**Listed entries**.

## start

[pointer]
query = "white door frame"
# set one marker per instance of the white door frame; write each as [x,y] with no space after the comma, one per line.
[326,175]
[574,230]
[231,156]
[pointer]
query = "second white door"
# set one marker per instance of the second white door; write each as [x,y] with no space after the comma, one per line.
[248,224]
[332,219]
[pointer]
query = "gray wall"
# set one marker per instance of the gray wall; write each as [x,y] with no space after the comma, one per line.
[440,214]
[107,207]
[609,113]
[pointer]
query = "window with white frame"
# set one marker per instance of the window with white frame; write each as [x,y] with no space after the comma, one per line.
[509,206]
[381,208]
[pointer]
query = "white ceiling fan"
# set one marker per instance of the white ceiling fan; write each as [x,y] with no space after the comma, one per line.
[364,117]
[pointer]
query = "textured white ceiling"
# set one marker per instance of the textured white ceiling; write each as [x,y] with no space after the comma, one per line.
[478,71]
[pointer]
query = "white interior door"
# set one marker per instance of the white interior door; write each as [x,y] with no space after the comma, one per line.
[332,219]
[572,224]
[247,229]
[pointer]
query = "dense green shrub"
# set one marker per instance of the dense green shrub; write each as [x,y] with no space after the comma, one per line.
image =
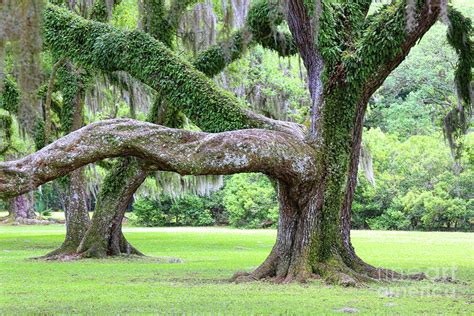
[418,185]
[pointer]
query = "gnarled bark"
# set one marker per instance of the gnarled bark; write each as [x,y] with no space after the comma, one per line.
[21,207]
[105,236]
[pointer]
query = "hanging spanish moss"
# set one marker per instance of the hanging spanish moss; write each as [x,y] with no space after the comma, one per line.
[174,185]
[456,122]
[366,165]
[109,89]
[198,27]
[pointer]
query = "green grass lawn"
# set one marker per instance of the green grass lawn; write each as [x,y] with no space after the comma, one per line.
[211,255]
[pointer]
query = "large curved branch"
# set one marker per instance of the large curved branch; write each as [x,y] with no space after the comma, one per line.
[188,90]
[277,154]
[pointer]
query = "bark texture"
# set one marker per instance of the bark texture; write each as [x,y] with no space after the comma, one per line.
[280,155]
[21,207]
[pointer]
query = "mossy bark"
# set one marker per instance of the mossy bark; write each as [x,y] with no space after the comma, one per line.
[21,207]
[105,237]
[76,212]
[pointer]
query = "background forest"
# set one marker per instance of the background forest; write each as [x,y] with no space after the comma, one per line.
[408,180]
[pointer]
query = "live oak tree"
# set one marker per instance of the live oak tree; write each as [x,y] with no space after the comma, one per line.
[347,54]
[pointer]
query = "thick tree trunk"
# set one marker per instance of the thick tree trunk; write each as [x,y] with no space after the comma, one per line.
[76,212]
[105,236]
[21,207]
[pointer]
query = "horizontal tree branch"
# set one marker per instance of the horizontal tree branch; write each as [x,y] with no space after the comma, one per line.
[277,154]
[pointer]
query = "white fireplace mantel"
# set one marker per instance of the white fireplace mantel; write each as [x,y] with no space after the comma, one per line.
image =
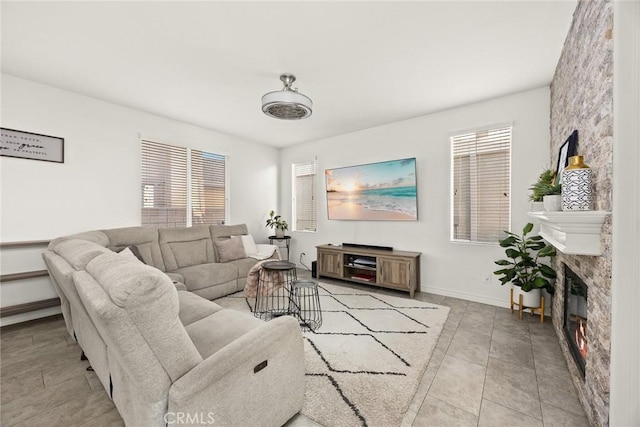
[572,233]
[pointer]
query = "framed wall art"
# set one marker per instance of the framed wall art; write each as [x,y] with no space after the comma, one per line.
[33,146]
[374,191]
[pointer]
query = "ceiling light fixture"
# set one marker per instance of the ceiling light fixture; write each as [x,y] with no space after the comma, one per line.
[287,104]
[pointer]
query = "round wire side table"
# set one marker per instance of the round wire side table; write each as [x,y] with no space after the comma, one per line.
[273,295]
[305,304]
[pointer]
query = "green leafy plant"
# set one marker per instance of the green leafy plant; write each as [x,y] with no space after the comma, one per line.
[523,268]
[276,221]
[545,186]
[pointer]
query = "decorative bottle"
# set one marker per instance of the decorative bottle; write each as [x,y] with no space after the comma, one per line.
[576,186]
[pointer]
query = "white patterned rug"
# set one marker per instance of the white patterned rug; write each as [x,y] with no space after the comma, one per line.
[365,362]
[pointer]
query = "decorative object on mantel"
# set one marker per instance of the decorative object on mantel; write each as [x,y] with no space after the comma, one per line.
[276,221]
[552,202]
[525,271]
[572,233]
[576,186]
[33,146]
[544,187]
[567,149]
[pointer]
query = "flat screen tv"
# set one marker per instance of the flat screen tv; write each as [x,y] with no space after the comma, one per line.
[374,191]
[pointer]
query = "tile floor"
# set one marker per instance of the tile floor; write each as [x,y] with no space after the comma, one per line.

## end

Show each line of the data above that contains the word "mantel".

**The output**.
query = "white fireplace mantel"
# set one marker per instance of the white fireplace mantel; write each as [x,y] with no space after the comma, one per line.
query = "decorative object on mantel"
# set one marker per instance of the decorative object on mantel; write each as [x,y] with no space after the comma, one per line.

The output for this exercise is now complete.